● Provided data:
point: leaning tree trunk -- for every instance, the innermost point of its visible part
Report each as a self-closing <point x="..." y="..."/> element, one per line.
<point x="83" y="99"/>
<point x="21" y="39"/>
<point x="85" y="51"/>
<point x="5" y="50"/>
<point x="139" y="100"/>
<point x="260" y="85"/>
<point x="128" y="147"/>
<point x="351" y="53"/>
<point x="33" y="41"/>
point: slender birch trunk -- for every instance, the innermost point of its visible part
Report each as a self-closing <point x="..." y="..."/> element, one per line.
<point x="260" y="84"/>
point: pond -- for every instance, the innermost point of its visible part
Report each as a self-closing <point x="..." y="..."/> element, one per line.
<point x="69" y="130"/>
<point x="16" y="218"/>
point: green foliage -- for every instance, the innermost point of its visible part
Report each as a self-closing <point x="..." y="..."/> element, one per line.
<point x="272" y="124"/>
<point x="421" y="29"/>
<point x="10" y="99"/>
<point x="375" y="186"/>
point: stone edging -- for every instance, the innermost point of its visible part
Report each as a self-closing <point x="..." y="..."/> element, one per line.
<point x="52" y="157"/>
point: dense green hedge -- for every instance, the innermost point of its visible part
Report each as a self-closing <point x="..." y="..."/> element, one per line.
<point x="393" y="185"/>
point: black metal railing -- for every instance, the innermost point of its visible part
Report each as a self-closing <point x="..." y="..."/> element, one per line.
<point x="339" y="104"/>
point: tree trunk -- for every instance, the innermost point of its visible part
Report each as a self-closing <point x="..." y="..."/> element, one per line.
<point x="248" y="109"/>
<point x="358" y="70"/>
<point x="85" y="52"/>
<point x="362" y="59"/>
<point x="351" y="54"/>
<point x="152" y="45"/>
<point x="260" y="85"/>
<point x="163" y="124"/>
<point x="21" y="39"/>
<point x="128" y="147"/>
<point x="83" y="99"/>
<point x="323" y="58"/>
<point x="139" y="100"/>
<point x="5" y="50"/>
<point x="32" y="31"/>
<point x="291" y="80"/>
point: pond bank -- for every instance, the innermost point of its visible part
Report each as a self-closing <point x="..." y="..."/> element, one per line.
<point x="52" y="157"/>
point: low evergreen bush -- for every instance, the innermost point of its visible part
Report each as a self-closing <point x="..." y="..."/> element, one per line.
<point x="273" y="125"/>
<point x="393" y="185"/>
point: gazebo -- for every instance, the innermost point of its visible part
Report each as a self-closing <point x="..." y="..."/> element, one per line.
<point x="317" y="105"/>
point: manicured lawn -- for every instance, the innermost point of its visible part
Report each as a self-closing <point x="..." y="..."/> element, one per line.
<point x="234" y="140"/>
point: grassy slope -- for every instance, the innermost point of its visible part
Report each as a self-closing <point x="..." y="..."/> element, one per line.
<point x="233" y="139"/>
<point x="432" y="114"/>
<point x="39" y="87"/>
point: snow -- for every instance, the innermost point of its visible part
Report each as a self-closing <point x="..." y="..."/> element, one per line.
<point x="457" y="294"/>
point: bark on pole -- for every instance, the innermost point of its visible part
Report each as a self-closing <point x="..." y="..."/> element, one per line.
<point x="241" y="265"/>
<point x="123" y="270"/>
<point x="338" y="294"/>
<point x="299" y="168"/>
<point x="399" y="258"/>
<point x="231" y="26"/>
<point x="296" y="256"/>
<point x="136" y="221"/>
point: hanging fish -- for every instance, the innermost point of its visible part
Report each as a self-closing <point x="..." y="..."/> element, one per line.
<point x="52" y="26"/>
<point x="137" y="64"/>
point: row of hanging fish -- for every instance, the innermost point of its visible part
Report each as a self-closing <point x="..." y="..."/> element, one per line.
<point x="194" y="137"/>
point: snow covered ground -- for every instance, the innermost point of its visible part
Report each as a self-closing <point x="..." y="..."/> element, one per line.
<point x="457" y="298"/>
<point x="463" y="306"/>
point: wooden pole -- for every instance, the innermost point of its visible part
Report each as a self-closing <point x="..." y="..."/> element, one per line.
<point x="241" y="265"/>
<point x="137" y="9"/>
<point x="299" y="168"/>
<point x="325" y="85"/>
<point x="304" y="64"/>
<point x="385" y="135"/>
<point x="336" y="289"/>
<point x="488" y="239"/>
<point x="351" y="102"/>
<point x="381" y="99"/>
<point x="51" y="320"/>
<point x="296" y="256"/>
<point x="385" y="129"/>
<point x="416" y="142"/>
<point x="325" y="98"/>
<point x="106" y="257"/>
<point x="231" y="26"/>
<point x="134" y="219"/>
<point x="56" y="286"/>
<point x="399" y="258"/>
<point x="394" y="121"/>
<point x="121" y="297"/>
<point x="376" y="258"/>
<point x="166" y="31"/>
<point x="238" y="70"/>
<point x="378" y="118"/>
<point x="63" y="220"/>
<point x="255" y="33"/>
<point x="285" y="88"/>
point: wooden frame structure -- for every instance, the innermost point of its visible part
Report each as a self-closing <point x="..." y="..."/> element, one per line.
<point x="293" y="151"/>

● Work item: Find the word "pole" in the entries above and gather every line that holds it.

● Exercise result:
point: bark on pole -- for every instance, the innermost point of its visible part
point: wooden pole -- for every instance, the innermost point of its visible part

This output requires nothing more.